Records for processing:
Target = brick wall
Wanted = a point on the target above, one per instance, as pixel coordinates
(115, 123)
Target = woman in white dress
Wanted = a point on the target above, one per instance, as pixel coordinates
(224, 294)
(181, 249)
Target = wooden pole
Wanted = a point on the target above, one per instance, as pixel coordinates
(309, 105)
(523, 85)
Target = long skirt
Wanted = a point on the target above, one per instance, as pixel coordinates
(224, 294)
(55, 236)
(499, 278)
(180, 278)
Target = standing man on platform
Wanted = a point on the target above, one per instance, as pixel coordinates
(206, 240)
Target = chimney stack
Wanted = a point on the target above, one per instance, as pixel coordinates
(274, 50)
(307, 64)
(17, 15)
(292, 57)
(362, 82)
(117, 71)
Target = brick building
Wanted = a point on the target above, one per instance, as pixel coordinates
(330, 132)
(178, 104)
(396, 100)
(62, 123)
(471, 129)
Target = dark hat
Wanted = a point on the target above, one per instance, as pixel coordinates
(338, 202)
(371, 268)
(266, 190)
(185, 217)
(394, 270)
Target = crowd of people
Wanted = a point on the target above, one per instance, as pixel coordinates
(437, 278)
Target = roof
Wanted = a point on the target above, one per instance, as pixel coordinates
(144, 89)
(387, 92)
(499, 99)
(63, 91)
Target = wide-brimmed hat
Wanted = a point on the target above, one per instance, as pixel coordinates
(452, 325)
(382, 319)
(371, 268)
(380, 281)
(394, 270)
---
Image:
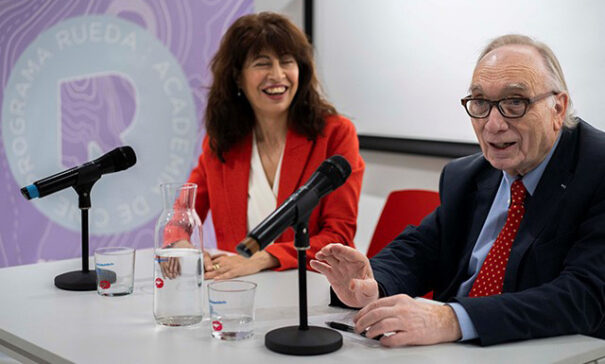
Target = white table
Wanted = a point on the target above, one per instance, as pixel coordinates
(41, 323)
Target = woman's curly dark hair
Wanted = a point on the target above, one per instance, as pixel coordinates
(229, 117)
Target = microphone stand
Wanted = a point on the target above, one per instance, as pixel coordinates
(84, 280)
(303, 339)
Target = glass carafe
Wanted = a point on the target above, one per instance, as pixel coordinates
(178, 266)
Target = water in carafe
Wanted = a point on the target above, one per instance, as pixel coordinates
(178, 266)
--
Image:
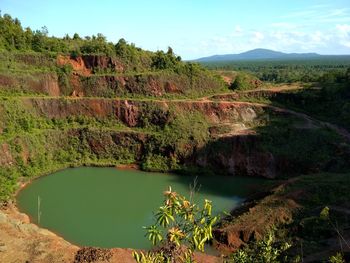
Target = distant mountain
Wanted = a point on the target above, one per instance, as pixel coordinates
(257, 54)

Work to be completed:
Count the lines of the material above that contain the string "brick", matching case exactly. Give only the number.

Task answer:
2